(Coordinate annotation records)
*-*-*

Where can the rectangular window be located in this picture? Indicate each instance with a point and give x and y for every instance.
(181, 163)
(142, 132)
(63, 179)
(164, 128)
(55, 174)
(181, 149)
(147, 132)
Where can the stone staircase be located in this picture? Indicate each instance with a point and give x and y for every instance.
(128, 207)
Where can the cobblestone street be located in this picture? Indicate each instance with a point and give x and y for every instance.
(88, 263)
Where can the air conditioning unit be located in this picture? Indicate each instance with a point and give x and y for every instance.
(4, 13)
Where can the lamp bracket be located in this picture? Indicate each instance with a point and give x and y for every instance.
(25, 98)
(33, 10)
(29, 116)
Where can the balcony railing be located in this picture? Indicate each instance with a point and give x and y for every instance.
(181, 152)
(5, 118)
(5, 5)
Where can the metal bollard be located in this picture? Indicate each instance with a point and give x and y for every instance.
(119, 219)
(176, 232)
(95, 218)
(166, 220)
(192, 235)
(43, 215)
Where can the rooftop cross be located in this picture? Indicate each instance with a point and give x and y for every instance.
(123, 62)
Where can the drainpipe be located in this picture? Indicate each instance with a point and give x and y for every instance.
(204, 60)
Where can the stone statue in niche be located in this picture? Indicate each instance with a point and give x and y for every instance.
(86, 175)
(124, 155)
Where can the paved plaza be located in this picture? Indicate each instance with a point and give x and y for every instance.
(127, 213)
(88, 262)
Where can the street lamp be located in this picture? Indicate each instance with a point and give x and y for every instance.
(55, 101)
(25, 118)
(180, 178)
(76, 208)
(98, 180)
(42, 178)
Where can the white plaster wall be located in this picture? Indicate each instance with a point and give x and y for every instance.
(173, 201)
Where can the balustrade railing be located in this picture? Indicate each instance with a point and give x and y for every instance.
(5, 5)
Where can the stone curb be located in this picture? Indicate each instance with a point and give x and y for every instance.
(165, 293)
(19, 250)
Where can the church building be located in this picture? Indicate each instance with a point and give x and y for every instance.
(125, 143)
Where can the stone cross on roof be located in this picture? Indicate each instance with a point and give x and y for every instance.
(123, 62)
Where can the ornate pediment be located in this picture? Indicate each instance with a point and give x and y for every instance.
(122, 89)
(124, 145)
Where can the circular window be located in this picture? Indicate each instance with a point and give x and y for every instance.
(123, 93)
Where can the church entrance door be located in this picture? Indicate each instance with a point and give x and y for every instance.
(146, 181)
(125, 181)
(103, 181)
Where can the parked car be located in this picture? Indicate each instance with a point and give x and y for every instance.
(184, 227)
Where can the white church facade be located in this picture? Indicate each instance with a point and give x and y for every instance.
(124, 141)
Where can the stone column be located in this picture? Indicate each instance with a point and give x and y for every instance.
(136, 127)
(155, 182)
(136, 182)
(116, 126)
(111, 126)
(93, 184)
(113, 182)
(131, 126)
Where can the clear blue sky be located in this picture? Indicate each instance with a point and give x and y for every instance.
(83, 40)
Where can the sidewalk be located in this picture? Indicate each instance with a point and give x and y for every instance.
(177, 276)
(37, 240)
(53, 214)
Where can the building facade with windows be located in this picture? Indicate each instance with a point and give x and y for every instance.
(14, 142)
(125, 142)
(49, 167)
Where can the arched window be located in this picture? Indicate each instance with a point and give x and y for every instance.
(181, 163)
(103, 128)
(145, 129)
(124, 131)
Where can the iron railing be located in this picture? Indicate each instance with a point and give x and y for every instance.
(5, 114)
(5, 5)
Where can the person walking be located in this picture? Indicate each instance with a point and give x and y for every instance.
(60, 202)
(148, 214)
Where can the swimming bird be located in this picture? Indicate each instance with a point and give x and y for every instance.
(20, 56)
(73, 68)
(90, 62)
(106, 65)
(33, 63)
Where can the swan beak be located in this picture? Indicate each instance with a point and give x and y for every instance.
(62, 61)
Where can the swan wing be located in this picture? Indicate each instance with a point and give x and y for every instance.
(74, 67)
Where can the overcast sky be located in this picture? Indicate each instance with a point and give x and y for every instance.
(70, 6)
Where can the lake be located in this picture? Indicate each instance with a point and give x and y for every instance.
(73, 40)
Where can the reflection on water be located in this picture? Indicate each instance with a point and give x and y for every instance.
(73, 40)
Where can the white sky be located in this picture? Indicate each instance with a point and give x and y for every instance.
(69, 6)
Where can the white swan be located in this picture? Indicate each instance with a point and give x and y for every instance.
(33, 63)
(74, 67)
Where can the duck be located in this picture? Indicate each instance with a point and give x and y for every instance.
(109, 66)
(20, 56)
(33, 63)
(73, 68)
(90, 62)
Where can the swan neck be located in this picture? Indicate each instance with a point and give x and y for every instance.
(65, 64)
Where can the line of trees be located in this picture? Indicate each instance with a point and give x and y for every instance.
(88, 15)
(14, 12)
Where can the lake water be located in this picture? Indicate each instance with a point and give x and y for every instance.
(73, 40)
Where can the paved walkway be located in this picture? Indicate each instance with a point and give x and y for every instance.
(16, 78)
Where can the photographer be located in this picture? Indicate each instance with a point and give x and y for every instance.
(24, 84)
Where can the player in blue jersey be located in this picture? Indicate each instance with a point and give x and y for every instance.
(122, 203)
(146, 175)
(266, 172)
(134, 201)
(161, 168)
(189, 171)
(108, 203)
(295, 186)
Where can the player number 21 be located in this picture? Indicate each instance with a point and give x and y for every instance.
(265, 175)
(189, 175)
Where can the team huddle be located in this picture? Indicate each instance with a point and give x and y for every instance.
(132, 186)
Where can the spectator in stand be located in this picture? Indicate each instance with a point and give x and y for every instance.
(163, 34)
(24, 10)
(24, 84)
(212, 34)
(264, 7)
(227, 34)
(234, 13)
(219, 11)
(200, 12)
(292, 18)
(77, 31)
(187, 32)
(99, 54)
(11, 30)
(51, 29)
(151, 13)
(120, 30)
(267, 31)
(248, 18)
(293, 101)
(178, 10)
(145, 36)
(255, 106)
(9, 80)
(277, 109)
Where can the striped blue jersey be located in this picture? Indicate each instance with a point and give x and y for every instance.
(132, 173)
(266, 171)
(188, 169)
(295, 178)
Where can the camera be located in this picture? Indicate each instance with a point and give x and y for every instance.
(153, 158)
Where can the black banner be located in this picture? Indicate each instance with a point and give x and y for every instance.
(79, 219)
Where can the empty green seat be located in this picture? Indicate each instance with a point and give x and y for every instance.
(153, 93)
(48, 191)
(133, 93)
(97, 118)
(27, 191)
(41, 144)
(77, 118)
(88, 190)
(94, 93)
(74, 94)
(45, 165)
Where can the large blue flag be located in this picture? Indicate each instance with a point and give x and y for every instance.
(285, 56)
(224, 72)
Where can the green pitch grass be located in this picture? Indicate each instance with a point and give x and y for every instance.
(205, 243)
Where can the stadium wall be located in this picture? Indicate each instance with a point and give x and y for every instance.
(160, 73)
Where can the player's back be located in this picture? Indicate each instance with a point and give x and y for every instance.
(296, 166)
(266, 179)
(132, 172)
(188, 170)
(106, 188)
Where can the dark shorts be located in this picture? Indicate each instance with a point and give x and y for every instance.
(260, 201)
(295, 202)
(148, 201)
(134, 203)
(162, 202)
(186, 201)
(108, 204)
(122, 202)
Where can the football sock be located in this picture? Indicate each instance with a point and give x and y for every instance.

*-*-*

* Exercise *
Only those lines running from the one containing "Where can the empty" through the last line of the data above are to be copied, exactly, with both ends included.

* Reply *
Where can the empty green seat be located in this picture? Indicate each instance with a point and give x and y for every instance.
(153, 93)
(48, 191)
(133, 93)
(97, 118)
(27, 191)
(41, 144)
(77, 118)
(88, 190)
(94, 93)
(74, 94)
(45, 165)
Where can the large blue flag be located in this picture? Indicate each instance with a point and give x and y for every instance.
(285, 56)
(224, 72)
Where can the green pitch grass be located in this picture? Indicate each instance with a point and give x and y for every instance.
(205, 243)
Where can the stadium wall be located in this picture? Indicate each instance with a point and give x and y for every instance.
(160, 73)
Where can the player's back be located in this picture? Indicate each instance with a point and give x and y for every instance.
(296, 166)
(266, 179)
(132, 172)
(188, 170)
(106, 188)
Where can the dark shorts be located in this picture? Indicate each instance with a point and give x and y for every instance.
(260, 201)
(295, 202)
(148, 201)
(134, 203)
(162, 202)
(186, 201)
(108, 204)
(122, 202)
Where can the football sock be located in this picture? Indicate each instance with a point and give x and y for every instance.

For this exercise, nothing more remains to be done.